Rows from a pointing dataset:

──────────

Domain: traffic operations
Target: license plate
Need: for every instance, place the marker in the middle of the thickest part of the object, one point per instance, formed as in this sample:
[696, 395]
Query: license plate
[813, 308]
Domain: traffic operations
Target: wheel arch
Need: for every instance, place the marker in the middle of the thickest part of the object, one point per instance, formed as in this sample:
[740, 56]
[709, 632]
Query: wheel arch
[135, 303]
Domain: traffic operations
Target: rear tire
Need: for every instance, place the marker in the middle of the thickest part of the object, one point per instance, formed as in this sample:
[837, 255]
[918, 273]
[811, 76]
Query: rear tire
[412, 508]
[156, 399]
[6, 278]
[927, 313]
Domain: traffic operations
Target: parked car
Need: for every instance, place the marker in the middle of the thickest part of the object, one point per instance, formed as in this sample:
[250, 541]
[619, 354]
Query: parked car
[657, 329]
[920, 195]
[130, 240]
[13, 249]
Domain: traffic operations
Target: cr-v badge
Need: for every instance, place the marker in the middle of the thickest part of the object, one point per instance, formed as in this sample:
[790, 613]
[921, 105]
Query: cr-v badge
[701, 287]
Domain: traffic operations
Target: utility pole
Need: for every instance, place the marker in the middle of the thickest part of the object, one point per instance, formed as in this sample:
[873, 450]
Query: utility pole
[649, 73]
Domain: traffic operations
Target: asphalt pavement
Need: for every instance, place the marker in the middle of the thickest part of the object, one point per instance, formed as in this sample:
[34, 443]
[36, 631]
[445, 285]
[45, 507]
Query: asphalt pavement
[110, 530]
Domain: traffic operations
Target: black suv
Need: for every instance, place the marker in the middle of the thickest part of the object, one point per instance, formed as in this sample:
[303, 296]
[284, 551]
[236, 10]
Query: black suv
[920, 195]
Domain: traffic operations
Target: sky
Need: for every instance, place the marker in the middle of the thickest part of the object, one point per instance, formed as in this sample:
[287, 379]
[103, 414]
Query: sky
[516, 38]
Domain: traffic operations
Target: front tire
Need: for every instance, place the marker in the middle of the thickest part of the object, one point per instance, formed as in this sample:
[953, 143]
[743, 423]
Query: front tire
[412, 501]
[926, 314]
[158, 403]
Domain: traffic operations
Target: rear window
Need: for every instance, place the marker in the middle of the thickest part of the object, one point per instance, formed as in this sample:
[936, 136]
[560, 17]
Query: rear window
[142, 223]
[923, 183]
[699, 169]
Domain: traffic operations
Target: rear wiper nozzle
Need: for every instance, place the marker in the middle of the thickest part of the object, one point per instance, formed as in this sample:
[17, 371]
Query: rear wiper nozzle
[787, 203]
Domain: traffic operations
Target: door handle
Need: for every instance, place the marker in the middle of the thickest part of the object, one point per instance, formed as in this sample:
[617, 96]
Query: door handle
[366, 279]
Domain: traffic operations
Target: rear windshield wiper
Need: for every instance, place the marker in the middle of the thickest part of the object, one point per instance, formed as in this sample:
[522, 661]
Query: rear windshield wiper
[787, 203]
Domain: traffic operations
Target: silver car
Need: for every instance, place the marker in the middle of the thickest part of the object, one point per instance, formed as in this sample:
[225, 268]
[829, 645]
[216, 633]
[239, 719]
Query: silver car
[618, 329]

──────────

WRITTEN INSTRUCTION:
Which lines of the listing above contain the string "plate"? Pull out each of them.

ANSWER:
Target: license plate
Query: license plate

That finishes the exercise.